**EXERCISE BRIEF:** Which lines of the entries below hold the word "metal"? Report each of them.

Records from a data source:

○ ○ ○ ○ ○

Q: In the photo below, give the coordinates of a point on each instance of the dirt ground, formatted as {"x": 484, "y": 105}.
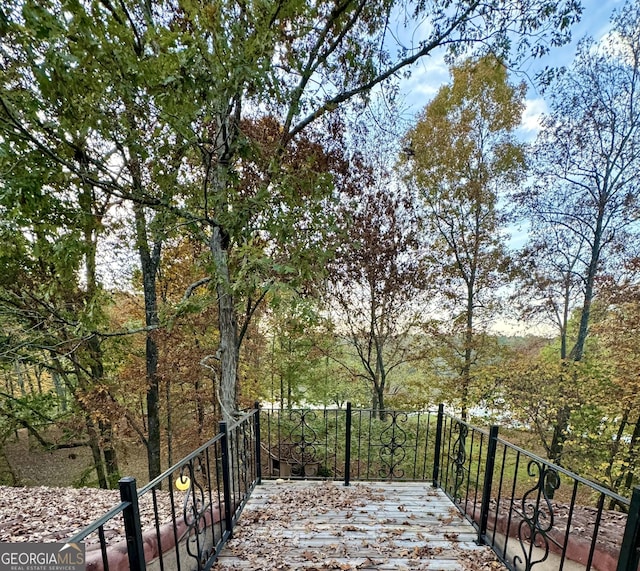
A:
{"x": 25, "y": 463}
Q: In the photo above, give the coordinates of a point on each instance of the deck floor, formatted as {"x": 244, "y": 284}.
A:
{"x": 374, "y": 525}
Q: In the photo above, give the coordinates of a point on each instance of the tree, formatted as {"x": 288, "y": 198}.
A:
{"x": 618, "y": 332}
{"x": 463, "y": 154}
{"x": 585, "y": 200}
{"x": 200, "y": 67}
{"x": 376, "y": 285}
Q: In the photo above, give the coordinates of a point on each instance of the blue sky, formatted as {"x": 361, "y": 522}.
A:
{"x": 430, "y": 73}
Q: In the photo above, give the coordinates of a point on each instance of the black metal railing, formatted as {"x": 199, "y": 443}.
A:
{"x": 533, "y": 514}
{"x": 348, "y": 444}
{"x": 194, "y": 506}
{"x": 526, "y": 509}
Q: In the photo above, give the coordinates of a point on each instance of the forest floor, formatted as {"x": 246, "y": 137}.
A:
{"x": 25, "y": 463}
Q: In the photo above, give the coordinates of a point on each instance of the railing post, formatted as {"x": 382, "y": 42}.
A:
{"x": 488, "y": 483}
{"x": 132, "y": 528}
{"x": 628, "y": 559}
{"x": 226, "y": 477}
{"x": 436, "y": 453}
{"x": 347, "y": 447}
{"x": 258, "y": 445}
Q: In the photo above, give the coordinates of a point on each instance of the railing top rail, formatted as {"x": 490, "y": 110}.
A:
{"x": 473, "y": 427}
{"x": 241, "y": 419}
{"x": 561, "y": 470}
{"x": 114, "y": 511}
{"x": 167, "y": 473}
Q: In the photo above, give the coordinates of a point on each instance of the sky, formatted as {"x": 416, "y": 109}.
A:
{"x": 430, "y": 73}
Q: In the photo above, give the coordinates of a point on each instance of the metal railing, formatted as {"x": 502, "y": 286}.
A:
{"x": 348, "y": 444}
{"x": 528, "y": 510}
{"x": 533, "y": 514}
{"x": 195, "y": 505}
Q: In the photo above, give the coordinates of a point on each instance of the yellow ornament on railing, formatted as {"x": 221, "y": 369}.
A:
{"x": 183, "y": 483}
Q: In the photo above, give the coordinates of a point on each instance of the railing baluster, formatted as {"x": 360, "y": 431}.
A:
{"x": 488, "y": 483}
{"x": 347, "y": 446}
{"x": 226, "y": 479}
{"x": 436, "y": 453}
{"x": 258, "y": 444}
{"x": 628, "y": 560}
{"x": 131, "y": 517}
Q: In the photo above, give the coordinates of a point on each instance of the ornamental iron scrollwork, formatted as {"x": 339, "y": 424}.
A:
{"x": 392, "y": 446}
{"x": 459, "y": 458}
{"x": 536, "y": 511}
{"x": 304, "y": 439}
{"x": 194, "y": 509}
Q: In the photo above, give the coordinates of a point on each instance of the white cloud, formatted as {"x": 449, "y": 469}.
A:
{"x": 533, "y": 111}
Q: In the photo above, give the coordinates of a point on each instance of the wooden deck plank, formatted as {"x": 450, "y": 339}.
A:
{"x": 376, "y": 525}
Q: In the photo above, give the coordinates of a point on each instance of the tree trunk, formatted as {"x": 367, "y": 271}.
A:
{"x": 228, "y": 325}
{"x": 149, "y": 261}
{"x": 577, "y": 352}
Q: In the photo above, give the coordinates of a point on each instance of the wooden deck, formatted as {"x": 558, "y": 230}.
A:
{"x": 373, "y": 525}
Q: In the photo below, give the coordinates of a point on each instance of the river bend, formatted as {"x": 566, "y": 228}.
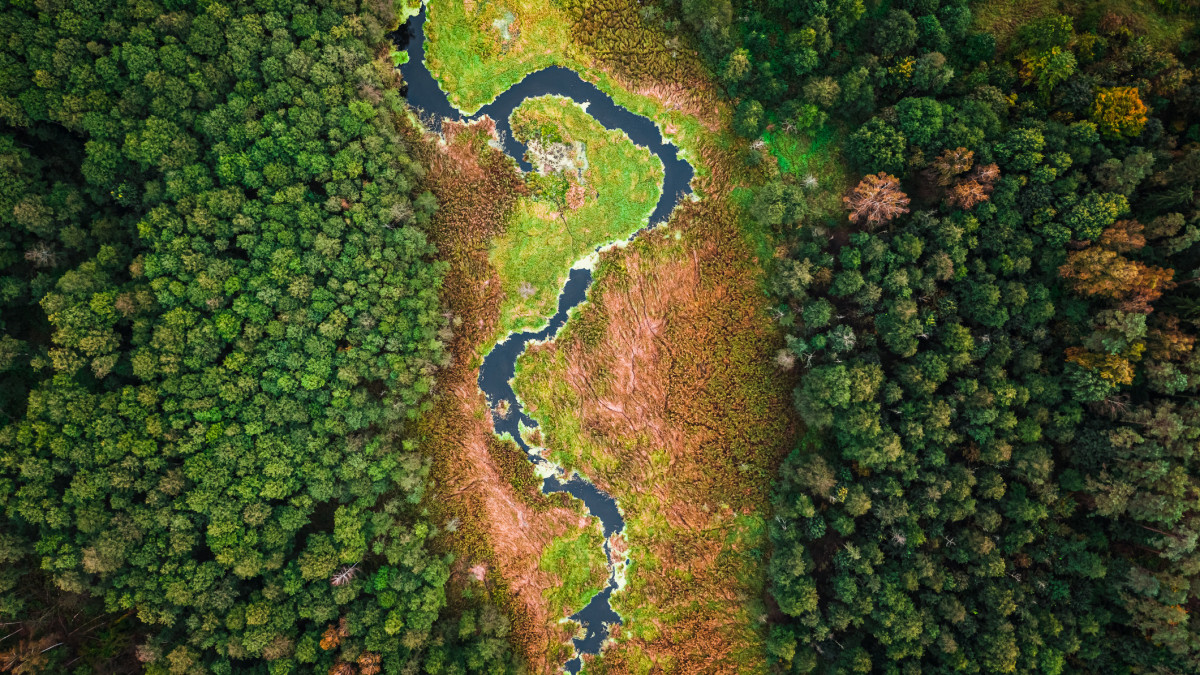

○ ○ ○ ○ ○

**TASK RESULT:**
Q: In the photo above, give the coordinates of a point on each instance of the black metal railing, formatted as {"x": 199, "y": 443}.
Q: In the photo above, give the coordinates of a point on each instance of the metal railing, formatted as {"x": 502, "y": 286}.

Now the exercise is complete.